● EXERCISE REQUIREMENTS
First find the line with "Query: crack in pavement" in the entries below, then set down exactly every line through the line with "For every instance of the parked white", that line included.

== Segment start ==

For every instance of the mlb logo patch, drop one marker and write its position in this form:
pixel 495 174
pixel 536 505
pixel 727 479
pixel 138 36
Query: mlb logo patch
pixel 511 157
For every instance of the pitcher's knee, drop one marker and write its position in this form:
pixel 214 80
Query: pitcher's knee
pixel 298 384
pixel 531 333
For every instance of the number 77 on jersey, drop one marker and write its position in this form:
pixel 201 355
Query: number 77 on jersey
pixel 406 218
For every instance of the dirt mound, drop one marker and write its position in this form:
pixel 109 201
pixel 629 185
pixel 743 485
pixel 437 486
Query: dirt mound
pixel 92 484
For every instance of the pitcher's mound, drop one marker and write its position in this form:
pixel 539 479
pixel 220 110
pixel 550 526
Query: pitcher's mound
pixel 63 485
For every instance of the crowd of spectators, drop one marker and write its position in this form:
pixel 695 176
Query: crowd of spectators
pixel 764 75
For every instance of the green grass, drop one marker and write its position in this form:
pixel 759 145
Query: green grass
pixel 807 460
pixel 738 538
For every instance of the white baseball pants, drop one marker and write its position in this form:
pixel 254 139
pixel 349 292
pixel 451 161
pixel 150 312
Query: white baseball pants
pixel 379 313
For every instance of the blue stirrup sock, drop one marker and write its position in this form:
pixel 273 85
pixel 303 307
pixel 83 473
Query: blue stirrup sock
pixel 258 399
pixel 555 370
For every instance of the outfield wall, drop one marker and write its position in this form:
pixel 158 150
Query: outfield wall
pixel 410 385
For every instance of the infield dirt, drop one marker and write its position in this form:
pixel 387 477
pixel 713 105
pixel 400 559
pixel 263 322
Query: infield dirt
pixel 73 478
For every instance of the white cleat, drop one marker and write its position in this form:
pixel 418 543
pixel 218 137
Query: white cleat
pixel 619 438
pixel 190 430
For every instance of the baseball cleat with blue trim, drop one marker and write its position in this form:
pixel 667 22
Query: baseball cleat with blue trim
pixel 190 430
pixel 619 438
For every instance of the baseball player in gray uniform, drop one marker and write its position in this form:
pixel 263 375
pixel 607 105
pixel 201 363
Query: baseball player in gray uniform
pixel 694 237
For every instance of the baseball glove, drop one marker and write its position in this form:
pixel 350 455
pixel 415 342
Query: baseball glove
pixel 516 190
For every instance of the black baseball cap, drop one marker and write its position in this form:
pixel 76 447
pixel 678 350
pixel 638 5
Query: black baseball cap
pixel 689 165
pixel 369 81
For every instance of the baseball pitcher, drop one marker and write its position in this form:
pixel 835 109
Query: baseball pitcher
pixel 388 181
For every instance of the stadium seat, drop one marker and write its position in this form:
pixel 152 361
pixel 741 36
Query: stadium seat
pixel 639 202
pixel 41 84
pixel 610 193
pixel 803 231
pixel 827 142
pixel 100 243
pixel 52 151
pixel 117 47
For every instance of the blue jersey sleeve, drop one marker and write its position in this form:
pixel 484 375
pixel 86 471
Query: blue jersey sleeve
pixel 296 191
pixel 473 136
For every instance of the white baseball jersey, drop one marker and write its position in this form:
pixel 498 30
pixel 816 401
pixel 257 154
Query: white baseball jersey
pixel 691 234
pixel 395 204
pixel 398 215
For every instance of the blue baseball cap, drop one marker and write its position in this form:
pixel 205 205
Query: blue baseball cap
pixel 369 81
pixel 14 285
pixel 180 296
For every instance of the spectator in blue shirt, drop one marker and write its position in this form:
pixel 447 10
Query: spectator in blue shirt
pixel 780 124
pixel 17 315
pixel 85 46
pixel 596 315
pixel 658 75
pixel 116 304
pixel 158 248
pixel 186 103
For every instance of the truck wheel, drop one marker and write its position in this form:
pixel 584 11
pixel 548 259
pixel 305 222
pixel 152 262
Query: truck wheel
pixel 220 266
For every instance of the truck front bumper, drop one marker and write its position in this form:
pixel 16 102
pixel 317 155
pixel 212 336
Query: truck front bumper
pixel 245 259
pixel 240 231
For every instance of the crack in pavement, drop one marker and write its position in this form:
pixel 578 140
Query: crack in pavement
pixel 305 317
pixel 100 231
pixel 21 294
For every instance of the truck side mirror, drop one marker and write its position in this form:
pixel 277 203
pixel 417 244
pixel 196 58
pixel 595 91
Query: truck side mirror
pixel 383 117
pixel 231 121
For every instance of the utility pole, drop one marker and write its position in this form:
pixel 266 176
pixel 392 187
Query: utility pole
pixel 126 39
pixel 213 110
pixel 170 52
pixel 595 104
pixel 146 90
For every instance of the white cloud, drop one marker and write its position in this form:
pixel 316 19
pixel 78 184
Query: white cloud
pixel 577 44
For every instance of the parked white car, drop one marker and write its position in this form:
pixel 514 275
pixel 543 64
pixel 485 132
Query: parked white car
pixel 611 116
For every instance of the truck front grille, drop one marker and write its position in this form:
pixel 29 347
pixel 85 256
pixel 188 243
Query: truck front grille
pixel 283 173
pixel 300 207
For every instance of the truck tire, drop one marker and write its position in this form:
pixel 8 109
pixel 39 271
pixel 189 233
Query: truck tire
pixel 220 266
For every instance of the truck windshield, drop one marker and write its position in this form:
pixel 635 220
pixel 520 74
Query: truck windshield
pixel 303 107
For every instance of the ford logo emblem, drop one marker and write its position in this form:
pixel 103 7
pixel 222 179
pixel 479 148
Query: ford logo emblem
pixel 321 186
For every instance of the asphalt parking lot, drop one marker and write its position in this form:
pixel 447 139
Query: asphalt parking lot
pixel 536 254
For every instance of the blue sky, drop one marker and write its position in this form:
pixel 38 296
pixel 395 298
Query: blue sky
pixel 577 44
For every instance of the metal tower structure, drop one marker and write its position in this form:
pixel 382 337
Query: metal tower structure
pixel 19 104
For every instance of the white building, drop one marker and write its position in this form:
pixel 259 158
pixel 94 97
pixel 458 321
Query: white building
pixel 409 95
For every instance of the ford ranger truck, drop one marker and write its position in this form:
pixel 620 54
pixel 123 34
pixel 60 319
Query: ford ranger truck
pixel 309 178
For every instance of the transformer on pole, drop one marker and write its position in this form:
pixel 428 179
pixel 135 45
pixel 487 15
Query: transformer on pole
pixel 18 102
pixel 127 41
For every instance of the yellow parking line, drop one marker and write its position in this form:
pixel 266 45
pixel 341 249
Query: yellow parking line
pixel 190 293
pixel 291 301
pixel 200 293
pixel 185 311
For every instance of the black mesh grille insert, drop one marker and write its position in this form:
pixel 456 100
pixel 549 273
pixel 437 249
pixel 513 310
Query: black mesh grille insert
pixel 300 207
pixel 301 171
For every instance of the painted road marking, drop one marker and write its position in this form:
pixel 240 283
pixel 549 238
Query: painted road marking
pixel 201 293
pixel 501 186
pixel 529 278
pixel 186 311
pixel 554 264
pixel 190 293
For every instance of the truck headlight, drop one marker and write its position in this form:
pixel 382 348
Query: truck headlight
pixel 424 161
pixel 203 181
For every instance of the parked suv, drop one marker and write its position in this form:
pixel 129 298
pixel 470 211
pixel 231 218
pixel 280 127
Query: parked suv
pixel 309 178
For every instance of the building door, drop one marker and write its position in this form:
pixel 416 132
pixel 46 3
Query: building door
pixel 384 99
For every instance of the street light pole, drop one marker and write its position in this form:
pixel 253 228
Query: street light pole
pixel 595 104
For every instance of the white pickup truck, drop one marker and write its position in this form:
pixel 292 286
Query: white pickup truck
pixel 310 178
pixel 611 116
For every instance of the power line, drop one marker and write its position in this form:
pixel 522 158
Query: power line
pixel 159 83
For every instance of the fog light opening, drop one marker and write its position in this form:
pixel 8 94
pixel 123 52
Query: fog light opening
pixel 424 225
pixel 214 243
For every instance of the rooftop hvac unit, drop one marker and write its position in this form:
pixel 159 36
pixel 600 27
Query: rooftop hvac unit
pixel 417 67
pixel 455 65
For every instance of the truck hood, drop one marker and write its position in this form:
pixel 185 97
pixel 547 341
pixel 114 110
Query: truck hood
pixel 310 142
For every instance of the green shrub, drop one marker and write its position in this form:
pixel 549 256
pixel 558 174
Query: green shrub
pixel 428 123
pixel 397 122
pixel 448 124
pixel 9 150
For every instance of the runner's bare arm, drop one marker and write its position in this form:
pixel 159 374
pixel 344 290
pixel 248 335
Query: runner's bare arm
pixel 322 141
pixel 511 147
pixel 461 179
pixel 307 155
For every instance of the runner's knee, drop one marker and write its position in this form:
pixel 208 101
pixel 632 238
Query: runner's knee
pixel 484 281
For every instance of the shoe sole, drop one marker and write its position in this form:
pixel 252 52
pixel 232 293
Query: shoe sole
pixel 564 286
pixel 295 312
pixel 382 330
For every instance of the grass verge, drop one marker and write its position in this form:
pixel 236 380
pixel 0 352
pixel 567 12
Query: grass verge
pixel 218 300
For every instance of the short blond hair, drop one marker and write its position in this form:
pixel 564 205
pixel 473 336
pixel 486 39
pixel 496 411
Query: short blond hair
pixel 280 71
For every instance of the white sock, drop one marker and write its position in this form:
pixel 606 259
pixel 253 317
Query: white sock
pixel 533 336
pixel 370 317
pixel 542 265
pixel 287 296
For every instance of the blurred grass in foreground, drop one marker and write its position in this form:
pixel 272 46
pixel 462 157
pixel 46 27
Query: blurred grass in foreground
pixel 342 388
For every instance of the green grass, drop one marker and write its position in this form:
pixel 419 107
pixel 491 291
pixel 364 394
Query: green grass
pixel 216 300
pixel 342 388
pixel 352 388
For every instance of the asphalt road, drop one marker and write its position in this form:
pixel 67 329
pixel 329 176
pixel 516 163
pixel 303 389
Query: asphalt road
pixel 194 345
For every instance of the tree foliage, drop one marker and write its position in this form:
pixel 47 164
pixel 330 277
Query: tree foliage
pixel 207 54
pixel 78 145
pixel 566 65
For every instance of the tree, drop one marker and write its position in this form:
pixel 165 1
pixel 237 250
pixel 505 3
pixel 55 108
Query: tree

== Segment end ==

● EXERCISE RESULT
Query: crack in pavement
pixel 305 317
pixel 100 231
pixel 21 294
For every instance of the truck side mirror, drop one marker and write its position in this form:
pixel 277 203
pixel 417 244
pixel 196 58
pixel 595 91
Query: truck side mirror
pixel 383 117
pixel 231 121
For every instance of the utility pole, drop one marker and write its position in this form:
pixel 266 176
pixel 392 187
Query: utility pole
pixel 126 39
pixel 213 110
pixel 170 52
pixel 595 104
pixel 146 90
For every instance of the white cloud, drop one marker and write its position in this form:
pixel 316 19
pixel 78 184
Query: white cloud
pixel 577 44
For every instance of the parked white car, drop one marker and write its position in this form:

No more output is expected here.